- Exercise instructions
Below is a set of records. Repeat all of them exactly.

- Provided records

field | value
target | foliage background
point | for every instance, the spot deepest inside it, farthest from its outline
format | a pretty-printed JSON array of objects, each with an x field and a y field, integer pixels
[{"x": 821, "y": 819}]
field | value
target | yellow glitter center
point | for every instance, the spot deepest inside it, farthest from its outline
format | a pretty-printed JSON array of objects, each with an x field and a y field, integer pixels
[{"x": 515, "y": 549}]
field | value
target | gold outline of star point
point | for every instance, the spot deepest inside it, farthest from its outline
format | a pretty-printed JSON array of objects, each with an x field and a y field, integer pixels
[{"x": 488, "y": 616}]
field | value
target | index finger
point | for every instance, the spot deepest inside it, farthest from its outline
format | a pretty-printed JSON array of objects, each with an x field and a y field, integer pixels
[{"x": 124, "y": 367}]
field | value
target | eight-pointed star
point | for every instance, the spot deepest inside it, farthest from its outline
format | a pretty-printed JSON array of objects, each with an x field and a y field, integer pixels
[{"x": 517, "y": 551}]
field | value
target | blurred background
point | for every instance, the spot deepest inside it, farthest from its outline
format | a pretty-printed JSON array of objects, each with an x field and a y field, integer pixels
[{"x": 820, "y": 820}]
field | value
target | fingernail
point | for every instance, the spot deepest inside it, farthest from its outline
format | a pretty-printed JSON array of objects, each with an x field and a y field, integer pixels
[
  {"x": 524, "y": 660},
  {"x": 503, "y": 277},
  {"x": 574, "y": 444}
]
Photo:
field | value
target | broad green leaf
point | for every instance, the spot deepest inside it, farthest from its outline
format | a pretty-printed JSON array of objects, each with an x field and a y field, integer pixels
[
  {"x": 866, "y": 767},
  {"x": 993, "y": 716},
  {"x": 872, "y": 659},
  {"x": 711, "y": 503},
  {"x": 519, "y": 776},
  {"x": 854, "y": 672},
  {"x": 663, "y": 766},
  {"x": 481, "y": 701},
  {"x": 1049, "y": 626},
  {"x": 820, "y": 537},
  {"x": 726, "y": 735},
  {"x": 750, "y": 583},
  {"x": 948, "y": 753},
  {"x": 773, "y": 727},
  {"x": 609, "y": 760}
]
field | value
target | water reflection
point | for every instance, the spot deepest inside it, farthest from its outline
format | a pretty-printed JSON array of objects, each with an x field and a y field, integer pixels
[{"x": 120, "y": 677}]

- Problem solution
field | value
target | foliage background
point | for every instance, the spot deepest inside it, farthest from its outline
format | a pretty-printed JSON array of objects, each with an x field and a y field, integer pixels
[{"x": 821, "y": 819}]
field | value
target | yellow glitter center
point | for every instance, the spot deepest inside it, farthest from its outline
format | a pretty-printed JSON array of objects, each with an x field and a y field, integer pixels
[{"x": 515, "y": 549}]
field | value
target | gold outline of star point
point | for every instance, the spot deepest inside it, farthest from its outline
format | a pretty-printed JSON array of objects, each with an x field and a y field, integer pixels
[{"x": 488, "y": 616}]
field | value
target | index finger
point | for every instance, the spot deepest inside it, farthest from its outline
format | a pretty-printed JSON array of objects, each with an x field and a y field, integer pixels
[{"x": 124, "y": 367}]
field | value
target | eight-pointed star
point | for every instance, the spot deepest inside it, farthest from its outline
format | a pretty-printed JSON array of objects, each with an x field and a y field, integer pixels
[{"x": 517, "y": 551}]
field | value
target | blurred background
point | for every instance, the spot deepest inside it, farthest from its outline
format | a pretty-printed JSON array of objects, each with an x field and a y field, integer pixels
[{"x": 820, "y": 820}]
field | value
target | fingernail
point | for every instance, the spot deepest inside it, farthest from its outline
format | a pretty-printed JSON array of objects, each with an x field and a y field, integer pixels
[
  {"x": 524, "y": 660},
  {"x": 503, "y": 277},
  {"x": 574, "y": 444}
]
Photo:
field | value
target | broad green leaf
point | for every instance, the spot deepest inside it, farthest from its outline
format | a pretty-printed JSON array of objects, each with an x field and a y field, integer pixels
[
  {"x": 866, "y": 767},
  {"x": 993, "y": 716},
  {"x": 872, "y": 659},
  {"x": 711, "y": 503},
  {"x": 519, "y": 776},
  {"x": 854, "y": 672},
  {"x": 663, "y": 766},
  {"x": 481, "y": 701},
  {"x": 1049, "y": 626},
  {"x": 820, "y": 537},
  {"x": 726, "y": 735},
  {"x": 750, "y": 583},
  {"x": 948, "y": 753},
  {"x": 773, "y": 727},
  {"x": 609, "y": 760}
]
field | value
target | water reflection
point | for every instance, the spot deepest inside it, farthest from its outline
format | a pretty-printed JSON array of objects, each with an x field and a y field, integer pixels
[{"x": 120, "y": 677}]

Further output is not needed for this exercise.